→ DESCRIPTION OF THE TASK:
Begin at the first of the rows and stop after the line that contains "x=249 y=727". Write out every line in that span again, shifting each coordinate in the answers up by 54.

%%

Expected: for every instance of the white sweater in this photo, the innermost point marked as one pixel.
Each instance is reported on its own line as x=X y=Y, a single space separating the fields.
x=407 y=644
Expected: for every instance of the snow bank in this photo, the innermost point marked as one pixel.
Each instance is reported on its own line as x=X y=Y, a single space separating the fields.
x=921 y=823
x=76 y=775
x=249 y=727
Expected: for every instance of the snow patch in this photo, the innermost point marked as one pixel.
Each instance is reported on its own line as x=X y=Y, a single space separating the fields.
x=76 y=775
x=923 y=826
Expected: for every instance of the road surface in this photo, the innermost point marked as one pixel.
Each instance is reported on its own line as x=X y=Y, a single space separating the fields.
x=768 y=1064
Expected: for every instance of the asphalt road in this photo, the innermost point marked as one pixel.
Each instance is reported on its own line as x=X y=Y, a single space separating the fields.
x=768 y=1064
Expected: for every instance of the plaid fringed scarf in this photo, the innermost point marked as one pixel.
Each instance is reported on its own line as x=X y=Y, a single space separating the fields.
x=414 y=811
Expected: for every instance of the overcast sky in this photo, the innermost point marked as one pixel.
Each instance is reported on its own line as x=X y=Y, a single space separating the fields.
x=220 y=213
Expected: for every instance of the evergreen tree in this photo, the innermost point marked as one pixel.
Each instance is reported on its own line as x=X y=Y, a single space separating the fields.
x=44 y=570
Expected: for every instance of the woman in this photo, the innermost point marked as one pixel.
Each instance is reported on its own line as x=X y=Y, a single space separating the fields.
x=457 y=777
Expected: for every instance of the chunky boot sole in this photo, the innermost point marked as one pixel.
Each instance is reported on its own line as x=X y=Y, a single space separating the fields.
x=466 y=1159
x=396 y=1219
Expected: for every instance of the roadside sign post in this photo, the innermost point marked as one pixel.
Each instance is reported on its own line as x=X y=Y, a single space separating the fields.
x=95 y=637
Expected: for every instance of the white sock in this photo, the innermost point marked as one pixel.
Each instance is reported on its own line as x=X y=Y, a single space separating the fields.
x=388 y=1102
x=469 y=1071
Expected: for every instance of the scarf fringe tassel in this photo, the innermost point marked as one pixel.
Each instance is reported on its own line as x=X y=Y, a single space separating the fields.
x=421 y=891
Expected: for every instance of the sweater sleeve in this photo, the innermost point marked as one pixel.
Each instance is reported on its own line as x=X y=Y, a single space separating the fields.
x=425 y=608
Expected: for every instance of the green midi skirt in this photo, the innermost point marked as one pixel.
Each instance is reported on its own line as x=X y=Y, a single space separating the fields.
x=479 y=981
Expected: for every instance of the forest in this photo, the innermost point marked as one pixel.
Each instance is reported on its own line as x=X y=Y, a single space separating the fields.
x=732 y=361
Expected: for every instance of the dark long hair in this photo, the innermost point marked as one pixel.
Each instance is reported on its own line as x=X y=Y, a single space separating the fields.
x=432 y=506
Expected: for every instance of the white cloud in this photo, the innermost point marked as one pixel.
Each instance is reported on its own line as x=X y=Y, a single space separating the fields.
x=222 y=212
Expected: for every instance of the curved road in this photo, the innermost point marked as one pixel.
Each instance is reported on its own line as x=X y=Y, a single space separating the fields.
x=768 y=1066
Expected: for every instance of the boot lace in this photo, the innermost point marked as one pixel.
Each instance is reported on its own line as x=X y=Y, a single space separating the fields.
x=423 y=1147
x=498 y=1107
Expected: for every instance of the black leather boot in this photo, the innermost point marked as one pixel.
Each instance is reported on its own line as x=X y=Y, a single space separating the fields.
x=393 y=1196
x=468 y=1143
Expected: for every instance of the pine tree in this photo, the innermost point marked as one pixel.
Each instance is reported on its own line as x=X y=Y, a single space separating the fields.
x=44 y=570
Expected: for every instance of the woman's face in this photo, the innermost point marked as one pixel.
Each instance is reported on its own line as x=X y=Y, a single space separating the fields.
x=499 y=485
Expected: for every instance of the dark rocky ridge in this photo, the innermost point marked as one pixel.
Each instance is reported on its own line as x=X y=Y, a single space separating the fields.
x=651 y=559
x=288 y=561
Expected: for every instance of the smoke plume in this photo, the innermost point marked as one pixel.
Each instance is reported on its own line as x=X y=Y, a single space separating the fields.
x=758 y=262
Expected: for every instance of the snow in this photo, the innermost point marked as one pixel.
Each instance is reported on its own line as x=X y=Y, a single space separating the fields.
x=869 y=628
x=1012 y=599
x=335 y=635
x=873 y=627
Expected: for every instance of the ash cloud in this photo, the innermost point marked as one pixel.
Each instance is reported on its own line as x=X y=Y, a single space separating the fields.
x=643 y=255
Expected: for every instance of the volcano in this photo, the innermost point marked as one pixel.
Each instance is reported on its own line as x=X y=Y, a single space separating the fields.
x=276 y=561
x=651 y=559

%%

→ TASK ANSWER:
Expected: for every instance of the white sweater in this photo, the innermost point marked as one pixel.
Each instance is reported on its own line as x=X y=Y, a single space separating the fields.
x=461 y=698
Expected: for every instance of the snow bank in this photo, the innermost point marked as one pixel.
Each instance is reported on its own line as x=X y=Y, a single space separating the fields.
x=975 y=877
x=130 y=829
x=303 y=781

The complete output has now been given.